Brief — Which lines of the listing below contain the word "pink"? Collect each of them, treating uppercase and lowercase as distinct.

Data —
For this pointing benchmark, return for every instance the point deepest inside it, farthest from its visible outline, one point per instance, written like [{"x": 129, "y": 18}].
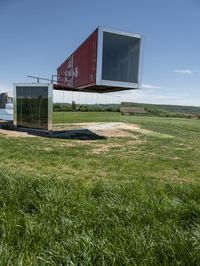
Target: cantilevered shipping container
[{"x": 108, "y": 60}]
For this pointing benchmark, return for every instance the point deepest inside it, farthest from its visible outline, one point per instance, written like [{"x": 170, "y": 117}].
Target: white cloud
[
  {"x": 150, "y": 86},
  {"x": 184, "y": 71}
]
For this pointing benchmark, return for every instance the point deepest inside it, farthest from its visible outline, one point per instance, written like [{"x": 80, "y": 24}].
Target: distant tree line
[{"x": 67, "y": 107}]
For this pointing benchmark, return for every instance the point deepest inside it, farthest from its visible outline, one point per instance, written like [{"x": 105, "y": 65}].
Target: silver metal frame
[
  {"x": 99, "y": 80},
  {"x": 50, "y": 101}
]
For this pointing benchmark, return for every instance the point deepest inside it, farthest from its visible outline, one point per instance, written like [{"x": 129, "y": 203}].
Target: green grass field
[{"x": 119, "y": 201}]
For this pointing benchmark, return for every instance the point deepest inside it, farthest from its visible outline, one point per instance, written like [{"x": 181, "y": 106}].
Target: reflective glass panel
[
  {"x": 120, "y": 57},
  {"x": 32, "y": 107}
]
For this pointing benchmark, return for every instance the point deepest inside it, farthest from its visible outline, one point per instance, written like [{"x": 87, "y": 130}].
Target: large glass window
[
  {"x": 32, "y": 107},
  {"x": 120, "y": 57}
]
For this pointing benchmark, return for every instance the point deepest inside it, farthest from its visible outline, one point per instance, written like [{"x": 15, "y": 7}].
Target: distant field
[
  {"x": 119, "y": 201},
  {"x": 78, "y": 117}
]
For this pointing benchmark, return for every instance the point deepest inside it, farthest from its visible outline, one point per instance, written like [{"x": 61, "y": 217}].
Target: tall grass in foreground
[
  {"x": 119, "y": 201},
  {"x": 65, "y": 222}
]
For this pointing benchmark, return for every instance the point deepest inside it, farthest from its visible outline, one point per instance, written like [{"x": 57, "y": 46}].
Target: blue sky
[{"x": 37, "y": 35}]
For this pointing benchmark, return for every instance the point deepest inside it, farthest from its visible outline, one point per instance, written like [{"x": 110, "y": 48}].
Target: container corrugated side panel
[{"x": 85, "y": 60}]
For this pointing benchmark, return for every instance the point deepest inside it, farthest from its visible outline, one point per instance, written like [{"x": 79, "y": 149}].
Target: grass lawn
[
  {"x": 78, "y": 117},
  {"x": 120, "y": 201}
]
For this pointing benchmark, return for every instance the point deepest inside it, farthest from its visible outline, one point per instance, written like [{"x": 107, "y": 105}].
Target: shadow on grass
[{"x": 80, "y": 134}]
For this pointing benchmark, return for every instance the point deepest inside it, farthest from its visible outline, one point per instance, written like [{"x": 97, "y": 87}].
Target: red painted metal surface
[{"x": 79, "y": 70}]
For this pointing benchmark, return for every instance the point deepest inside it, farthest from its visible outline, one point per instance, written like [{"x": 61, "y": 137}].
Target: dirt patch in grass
[{"x": 110, "y": 129}]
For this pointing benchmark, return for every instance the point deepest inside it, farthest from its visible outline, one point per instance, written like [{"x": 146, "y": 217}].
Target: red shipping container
[{"x": 108, "y": 60}]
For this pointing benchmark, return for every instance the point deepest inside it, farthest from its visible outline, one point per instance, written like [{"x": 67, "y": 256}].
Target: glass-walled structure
[{"x": 33, "y": 106}]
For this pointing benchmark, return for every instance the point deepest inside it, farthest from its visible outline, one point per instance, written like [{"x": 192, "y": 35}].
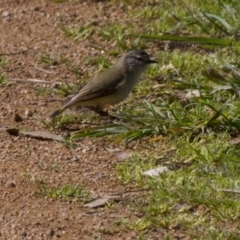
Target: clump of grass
[
  {"x": 78, "y": 32},
  {"x": 66, "y": 192}
]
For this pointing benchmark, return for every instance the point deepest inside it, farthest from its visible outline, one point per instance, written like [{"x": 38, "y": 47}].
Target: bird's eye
[{"x": 139, "y": 58}]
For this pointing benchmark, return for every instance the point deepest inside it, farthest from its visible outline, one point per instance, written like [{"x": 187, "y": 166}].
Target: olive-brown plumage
[{"x": 111, "y": 86}]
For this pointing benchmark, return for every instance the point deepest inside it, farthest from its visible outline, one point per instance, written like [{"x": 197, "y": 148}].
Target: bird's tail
[{"x": 55, "y": 113}]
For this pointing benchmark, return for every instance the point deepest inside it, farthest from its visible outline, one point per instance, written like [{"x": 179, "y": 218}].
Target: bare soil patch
[{"x": 29, "y": 30}]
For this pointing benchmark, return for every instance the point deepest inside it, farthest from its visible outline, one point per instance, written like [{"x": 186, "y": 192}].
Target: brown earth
[{"x": 30, "y": 30}]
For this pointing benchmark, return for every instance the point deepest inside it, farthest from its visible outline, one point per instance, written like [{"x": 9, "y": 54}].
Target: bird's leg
[{"x": 102, "y": 113}]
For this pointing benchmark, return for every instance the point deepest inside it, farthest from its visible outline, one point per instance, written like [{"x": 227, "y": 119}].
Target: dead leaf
[
  {"x": 155, "y": 172},
  {"x": 100, "y": 202},
  {"x": 42, "y": 135}
]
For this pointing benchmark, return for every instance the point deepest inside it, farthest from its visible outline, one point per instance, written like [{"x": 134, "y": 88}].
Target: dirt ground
[{"x": 30, "y": 30}]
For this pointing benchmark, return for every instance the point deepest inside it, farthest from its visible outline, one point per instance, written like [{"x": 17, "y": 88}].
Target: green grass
[
  {"x": 66, "y": 192},
  {"x": 185, "y": 115}
]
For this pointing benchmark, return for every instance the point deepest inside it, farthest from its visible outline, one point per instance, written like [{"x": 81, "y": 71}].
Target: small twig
[
  {"x": 43, "y": 70},
  {"x": 30, "y": 80},
  {"x": 230, "y": 191},
  {"x": 14, "y": 53}
]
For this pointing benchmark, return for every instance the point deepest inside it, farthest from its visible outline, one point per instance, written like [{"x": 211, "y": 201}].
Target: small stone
[
  {"x": 10, "y": 184},
  {"x": 50, "y": 232},
  {"x": 28, "y": 113},
  {"x": 24, "y": 233},
  {"x": 17, "y": 118},
  {"x": 6, "y": 14},
  {"x": 66, "y": 134},
  {"x": 75, "y": 159},
  {"x": 56, "y": 85}
]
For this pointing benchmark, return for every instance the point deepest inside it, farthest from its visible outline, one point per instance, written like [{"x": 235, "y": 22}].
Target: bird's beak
[{"x": 152, "y": 61}]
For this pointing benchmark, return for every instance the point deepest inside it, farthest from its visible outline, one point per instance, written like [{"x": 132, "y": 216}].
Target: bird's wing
[{"x": 96, "y": 89}]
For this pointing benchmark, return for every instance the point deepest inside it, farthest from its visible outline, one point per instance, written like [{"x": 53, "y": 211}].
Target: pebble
[
  {"x": 50, "y": 232},
  {"x": 10, "y": 184}
]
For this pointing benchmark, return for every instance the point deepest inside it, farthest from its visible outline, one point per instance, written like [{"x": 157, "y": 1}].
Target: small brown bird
[{"x": 111, "y": 86}]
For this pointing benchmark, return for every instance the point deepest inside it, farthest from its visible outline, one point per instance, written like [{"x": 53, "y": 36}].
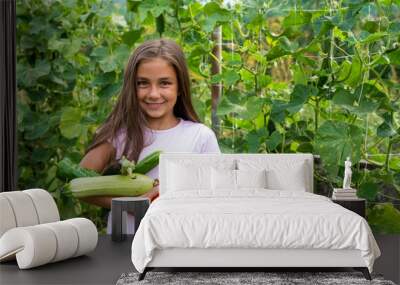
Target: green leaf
[
  {"x": 373, "y": 37},
  {"x": 70, "y": 123},
  {"x": 253, "y": 141},
  {"x": 131, "y": 37},
  {"x": 368, "y": 190},
  {"x": 394, "y": 56},
  {"x": 274, "y": 140},
  {"x": 230, "y": 77},
  {"x": 253, "y": 107},
  {"x": 281, "y": 48},
  {"x": 108, "y": 91},
  {"x": 337, "y": 140},
  {"x": 299, "y": 97},
  {"x": 343, "y": 97},
  {"x": 160, "y": 24},
  {"x": 225, "y": 107},
  {"x": 386, "y": 129},
  {"x": 384, "y": 219},
  {"x": 296, "y": 18}
]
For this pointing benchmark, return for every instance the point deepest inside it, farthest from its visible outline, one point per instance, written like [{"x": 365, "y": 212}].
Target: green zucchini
[
  {"x": 112, "y": 185},
  {"x": 148, "y": 163},
  {"x": 69, "y": 170}
]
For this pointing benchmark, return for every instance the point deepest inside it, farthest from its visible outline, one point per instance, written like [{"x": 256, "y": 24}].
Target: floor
[
  {"x": 102, "y": 266},
  {"x": 110, "y": 259}
]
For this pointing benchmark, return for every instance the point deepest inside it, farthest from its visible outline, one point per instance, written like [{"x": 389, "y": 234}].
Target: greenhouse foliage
[{"x": 298, "y": 76}]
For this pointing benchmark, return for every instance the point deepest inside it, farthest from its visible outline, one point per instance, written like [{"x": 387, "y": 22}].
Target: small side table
[
  {"x": 136, "y": 205},
  {"x": 356, "y": 205}
]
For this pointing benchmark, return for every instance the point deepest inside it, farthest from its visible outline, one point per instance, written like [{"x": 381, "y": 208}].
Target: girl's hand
[{"x": 152, "y": 194}]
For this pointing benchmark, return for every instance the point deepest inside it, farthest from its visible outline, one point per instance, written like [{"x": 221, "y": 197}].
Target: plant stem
[
  {"x": 316, "y": 113},
  {"x": 388, "y": 155}
]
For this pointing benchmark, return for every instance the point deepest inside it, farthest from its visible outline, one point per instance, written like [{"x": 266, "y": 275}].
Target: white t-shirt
[{"x": 186, "y": 136}]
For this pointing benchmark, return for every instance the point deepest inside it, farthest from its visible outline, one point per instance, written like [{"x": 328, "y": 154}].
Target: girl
[{"x": 154, "y": 111}]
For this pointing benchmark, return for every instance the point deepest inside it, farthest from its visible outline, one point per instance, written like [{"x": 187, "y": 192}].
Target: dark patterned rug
[{"x": 243, "y": 278}]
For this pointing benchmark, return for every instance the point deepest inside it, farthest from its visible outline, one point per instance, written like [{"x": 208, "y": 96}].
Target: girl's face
[{"x": 157, "y": 90}]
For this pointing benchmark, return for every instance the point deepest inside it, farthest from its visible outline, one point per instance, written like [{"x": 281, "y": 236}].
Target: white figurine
[{"x": 347, "y": 174}]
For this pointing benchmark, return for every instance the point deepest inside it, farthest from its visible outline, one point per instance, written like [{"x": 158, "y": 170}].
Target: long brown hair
[{"x": 127, "y": 115}]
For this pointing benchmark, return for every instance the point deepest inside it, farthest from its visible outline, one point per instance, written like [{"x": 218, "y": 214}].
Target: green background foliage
[{"x": 298, "y": 76}]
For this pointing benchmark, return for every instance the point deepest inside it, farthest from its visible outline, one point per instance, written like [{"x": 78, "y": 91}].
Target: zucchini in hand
[
  {"x": 112, "y": 185},
  {"x": 69, "y": 170}
]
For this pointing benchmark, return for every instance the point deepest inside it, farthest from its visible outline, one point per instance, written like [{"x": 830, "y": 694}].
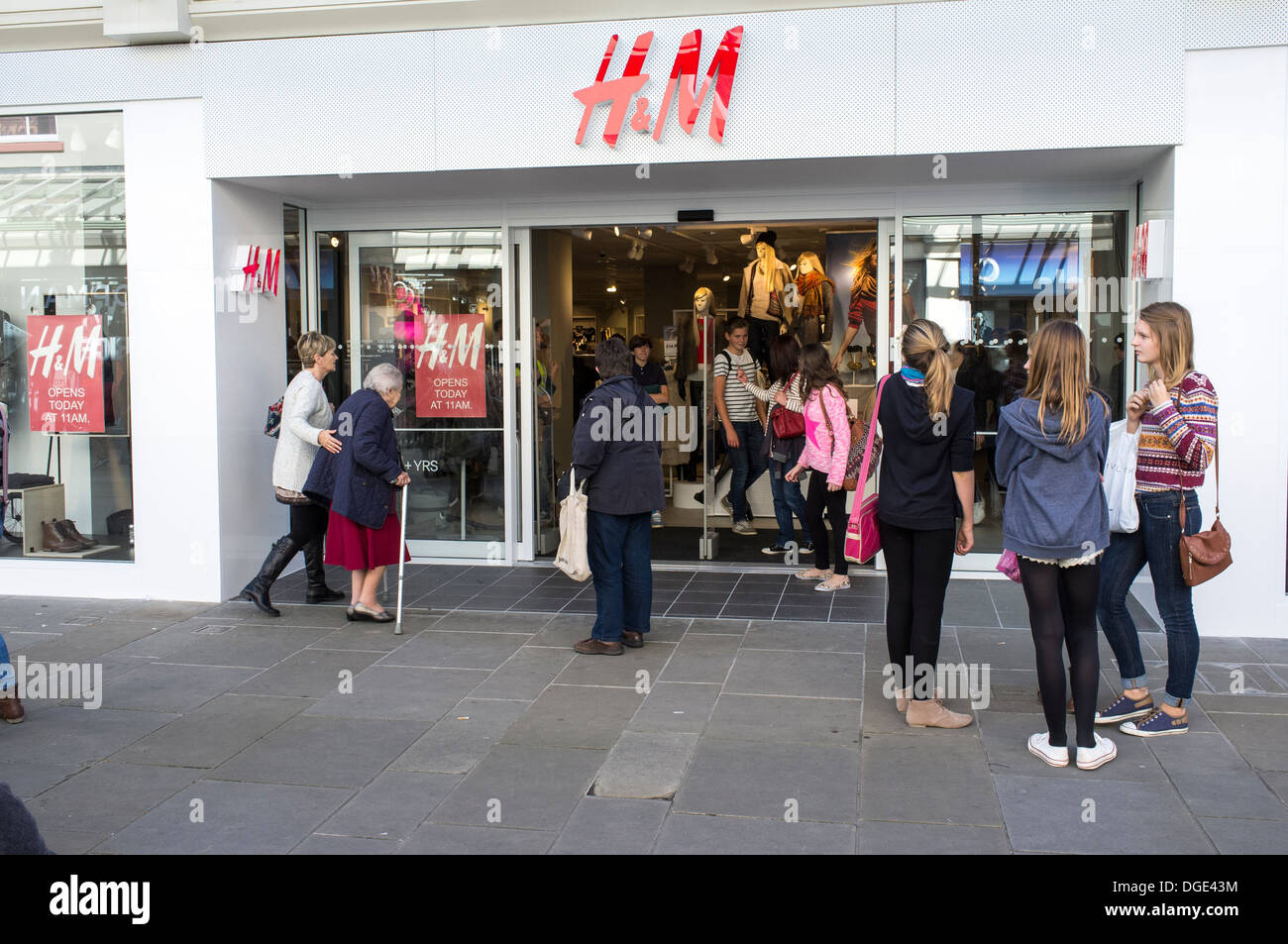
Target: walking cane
[{"x": 402, "y": 544}]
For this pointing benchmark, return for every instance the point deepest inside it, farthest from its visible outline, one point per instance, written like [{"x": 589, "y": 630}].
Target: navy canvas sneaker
[
  {"x": 1126, "y": 708},
  {"x": 1155, "y": 725}
]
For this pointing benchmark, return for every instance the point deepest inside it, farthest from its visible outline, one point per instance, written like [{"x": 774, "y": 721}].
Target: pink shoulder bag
[{"x": 862, "y": 537}]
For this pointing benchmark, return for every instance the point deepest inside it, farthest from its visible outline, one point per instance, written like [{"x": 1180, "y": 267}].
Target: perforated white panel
[{"x": 992, "y": 75}]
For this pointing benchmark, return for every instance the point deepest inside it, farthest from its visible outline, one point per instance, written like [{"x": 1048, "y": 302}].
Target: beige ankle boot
[{"x": 932, "y": 713}]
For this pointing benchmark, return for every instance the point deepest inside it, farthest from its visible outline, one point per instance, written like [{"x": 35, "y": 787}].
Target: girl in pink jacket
[{"x": 827, "y": 447}]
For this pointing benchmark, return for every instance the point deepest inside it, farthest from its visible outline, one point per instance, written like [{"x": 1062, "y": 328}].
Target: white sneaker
[
  {"x": 1093, "y": 758},
  {"x": 1039, "y": 746}
]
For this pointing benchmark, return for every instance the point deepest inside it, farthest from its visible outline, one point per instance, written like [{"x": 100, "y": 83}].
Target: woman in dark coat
[{"x": 359, "y": 484}]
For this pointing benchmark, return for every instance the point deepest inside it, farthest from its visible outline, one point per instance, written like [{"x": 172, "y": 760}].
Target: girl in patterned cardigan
[{"x": 1175, "y": 420}]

Finished task —
Target: pink shoulder bag
Target: girl in pink jacket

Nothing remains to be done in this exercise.